─── Passage provided
When logged in a Kate - I don't get any of the pictures accompanying the article headline (aside from the one with the breakfast briefing - but that's a video, not a still picture).
When I logout - the pictures re-appear.
Anyone else had that happen?
Science is just science - but the UN and its many arms is not science - its a political animal and now very much driven by vested interest groups.
Go and look at their Sustainable Development Goals - all 17 of them of which Goal 13 deals with Climate Change (now described recently by the head of the UN as Global Boiling so clearly the previous rhetoric wasnt working as he wanted)
I think these were first promulgated back in Rio in 1992 but formally adopted in 2015. Bugger all of any have been progressed in any meaningful way by the UN although some countries that have focused on market forces (such as China) have made great strides in lifting people out of poverty (goal 1) and ending hunger (goal 2)
Wont stop the UN or IPCC from pretending its making progress though
Your comment is obscure - are you justifying farmer-avoidance?
Grattaway - half of the UN SDGs are not about sustainability - and No8 is out on its own as bull---t.
Nonetheless, carbon emissions are the entropic exhaust-gases of our energy-burn, and the fact that they are global-habitat-altering, reflects the fact that our over-shotted-ness is global in its scale. We are in Systemic, multiple-facetted overshoot.
Arguing from the myopic POV of a NZ farmer (in debt and needing to believe there is light at the end of that tunnel, in the main) in the now, is perhaps not valid in the big picture.
Blaming others - or denigrating them/their story, is a common ploy. But it doesn't alter the physics/chemistry/biology of our predicament, eh?
Maybe we would get more "buy in" if we therefore talked/communicated about Energy Change rather than Climate Change.
Doesnt change the position that UN is a seriously confused, befuddled, misdirected organisation with to many heads and arms - and of course some of that is due to politics and done on purpose by politicians with pet projects and/or hidden agenda's
After examining the IPCC data repository at GitHub.com and communicating with two lead authors of Chapter 7, we found that the CERES global anomalies of reflected shortwave and outgoing longwave radiation have been multiplied by -1 in the computer code employed to generate Fig. 7.3. This caused inversion of the long-term trends of these key climate parameters. Dr. Matthew Palmer, one of the authors of Section 7.2.2, admitted in an email message that this trend inversion was intentionally done, but failed to provide a convincing justification for it.
──────
─── Input data
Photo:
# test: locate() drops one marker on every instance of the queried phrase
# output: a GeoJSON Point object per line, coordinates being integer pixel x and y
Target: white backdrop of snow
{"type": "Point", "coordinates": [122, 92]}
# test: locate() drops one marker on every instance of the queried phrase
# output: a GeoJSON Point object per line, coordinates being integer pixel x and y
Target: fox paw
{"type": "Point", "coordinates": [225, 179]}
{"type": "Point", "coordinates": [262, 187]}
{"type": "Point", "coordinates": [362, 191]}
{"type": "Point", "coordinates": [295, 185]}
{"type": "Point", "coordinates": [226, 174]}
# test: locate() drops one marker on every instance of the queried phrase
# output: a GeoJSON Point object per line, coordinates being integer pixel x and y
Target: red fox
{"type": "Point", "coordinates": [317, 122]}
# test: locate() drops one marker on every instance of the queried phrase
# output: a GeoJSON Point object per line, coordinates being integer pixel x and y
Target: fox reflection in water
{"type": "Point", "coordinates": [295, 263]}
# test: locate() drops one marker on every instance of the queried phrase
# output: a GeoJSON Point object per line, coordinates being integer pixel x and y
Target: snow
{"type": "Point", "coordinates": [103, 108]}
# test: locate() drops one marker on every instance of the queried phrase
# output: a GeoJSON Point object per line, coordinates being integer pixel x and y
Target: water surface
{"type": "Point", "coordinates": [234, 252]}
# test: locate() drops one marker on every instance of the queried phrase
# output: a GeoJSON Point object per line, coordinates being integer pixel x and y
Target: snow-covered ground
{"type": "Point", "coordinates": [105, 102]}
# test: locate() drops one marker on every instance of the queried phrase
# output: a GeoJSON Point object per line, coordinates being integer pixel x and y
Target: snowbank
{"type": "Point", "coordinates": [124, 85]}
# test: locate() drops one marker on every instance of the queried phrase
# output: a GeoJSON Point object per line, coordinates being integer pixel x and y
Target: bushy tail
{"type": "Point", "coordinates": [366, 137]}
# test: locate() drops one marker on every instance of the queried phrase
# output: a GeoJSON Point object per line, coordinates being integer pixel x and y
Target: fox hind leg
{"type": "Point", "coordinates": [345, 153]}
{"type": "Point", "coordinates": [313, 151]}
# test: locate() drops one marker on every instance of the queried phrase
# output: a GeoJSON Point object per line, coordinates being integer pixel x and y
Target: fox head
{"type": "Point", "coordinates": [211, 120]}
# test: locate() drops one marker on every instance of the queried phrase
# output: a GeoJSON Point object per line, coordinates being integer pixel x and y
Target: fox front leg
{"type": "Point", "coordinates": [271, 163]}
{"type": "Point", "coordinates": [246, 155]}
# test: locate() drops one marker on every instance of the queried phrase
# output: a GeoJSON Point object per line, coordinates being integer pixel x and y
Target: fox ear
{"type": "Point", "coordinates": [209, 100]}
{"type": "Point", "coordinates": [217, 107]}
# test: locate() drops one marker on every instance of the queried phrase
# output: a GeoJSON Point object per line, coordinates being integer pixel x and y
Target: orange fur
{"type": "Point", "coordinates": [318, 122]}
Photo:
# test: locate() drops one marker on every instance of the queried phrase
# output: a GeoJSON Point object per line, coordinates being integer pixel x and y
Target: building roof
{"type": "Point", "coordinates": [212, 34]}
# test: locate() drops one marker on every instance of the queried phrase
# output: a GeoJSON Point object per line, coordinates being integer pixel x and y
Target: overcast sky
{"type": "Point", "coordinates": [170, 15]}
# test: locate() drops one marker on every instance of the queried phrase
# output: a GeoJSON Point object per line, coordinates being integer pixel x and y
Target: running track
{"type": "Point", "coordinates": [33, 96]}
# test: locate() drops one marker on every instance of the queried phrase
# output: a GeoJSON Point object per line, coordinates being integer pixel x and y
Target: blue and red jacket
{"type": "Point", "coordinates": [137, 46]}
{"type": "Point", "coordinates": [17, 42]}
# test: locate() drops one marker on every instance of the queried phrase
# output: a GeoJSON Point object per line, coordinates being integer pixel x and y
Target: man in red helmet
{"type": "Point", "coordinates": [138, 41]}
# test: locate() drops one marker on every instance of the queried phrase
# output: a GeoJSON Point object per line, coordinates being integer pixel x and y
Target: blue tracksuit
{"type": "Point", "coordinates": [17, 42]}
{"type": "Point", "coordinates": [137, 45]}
──────
### Task details
Extend the forum comment thread about the UN and climate science from where it stops.

### Exercise result
The results from the trend inversion of CERES radiation data in the IPCC AR6 are highly consequential. Thus, Fig. 7.3 creates a false impression that the solar forcing played no role in recent warming and the rising concentrations of atmospheric greenhouse gases caused a retention of heat in the climate system by impeding the outgoing LW radiation. The truth is that the solar forcing explains the entire tropospheric warming since 2000, and there is no sign of “heat trapping” by greenhouse gases. Had the IPCC acknowledged the increase of Earth’s sunlight absorption in the 21st Century, this would have invalidated the Report’s central assertion that human carbon emissions were the main driver of climate in recent decades. In conclusion, it appears that radiative flux anomalies in Fig. 7.3 were manipulated and a discussion about long-term CERES trends in Section 7.2.2 was intentionally omitted, because the actual observations present a significant empirical challenge to the UN’s political Agenda set by Resolution A/RES/43/53 in 1988 to promote Anthropogenic Climate Change.
https://x.com/NikolovScience/status/1804197585143447870
Not sure Ned Nikolov has much credibility
https://www.washingtonpost.com/news/morning-mix/wp/2016/09/19/scientist…
I can't really get that enthusiastic about global warming when thousands of so-called 'scientists' descend on Dubai (an emirate that relies on oil and gas for its survival) for COP28 last year in hundreds of private jets, and precipitate the biggest carbon event in history.
The jets drop off their precious cargo and depart to another airfield to park for the duration of the conference, because there's insufficient space at Dubai...and then fly back.
The climate is quite normal where I live.